* AIM OF THE TASK
Count the lines in the records below that contain the string "above", matching case exactly, and reply with only that number.

* GIVEN DATA
== == ==

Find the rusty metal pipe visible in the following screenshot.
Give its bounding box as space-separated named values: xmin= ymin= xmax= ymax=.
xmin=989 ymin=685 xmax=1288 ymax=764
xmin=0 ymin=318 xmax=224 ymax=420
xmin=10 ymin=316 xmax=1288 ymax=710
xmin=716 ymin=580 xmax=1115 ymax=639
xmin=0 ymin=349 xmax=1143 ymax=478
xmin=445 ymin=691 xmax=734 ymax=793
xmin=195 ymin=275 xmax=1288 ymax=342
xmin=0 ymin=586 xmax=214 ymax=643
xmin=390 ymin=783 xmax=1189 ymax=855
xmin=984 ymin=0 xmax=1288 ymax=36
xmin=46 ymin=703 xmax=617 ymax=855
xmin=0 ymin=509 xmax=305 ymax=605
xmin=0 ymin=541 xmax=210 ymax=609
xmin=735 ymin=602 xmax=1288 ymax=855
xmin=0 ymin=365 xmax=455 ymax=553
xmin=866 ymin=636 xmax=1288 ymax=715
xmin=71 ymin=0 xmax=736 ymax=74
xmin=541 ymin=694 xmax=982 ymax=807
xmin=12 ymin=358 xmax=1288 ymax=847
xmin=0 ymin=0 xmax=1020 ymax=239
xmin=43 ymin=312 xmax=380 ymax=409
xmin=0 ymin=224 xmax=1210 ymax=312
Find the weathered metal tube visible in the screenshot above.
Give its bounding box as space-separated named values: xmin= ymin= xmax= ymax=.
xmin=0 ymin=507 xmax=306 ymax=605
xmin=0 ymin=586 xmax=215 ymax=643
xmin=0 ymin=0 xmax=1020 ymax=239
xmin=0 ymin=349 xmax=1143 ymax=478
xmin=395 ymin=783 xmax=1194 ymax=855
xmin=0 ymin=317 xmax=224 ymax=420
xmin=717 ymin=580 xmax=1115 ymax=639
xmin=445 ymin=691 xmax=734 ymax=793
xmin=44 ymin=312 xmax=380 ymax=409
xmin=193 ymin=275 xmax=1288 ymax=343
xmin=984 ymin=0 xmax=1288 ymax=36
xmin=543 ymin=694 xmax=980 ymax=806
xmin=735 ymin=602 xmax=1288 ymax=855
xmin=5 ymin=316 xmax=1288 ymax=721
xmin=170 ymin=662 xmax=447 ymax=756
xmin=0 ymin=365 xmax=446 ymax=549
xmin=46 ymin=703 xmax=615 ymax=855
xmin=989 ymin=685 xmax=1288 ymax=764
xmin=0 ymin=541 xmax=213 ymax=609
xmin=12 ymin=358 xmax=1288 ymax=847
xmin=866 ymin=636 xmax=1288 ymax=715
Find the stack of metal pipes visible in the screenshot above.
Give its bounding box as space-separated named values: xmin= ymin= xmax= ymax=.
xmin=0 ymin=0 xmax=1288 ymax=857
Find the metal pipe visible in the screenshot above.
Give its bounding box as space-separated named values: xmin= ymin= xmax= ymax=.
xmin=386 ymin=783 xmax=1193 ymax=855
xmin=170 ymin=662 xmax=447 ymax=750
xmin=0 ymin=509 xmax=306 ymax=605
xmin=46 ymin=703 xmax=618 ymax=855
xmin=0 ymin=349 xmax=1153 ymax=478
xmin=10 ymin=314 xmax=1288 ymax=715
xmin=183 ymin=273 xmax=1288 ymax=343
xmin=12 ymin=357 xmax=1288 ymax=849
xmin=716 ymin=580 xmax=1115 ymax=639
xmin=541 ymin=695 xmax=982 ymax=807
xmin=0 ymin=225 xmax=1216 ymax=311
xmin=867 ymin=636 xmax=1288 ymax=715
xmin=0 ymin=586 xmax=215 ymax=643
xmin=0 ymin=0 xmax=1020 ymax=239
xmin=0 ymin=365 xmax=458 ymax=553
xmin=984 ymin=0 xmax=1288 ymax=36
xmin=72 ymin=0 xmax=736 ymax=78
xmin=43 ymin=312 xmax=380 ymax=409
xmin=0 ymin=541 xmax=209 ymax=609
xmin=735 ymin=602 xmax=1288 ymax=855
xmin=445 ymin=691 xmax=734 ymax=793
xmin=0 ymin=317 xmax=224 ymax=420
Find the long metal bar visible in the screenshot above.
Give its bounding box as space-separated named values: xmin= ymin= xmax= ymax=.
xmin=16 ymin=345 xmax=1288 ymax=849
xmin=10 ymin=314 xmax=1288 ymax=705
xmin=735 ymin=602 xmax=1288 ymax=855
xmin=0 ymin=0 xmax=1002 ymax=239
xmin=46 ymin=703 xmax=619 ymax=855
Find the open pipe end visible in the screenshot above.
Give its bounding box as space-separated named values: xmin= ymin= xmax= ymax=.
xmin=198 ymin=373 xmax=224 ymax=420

== == ==

* SOLUTION TO THIS PROBLEM
5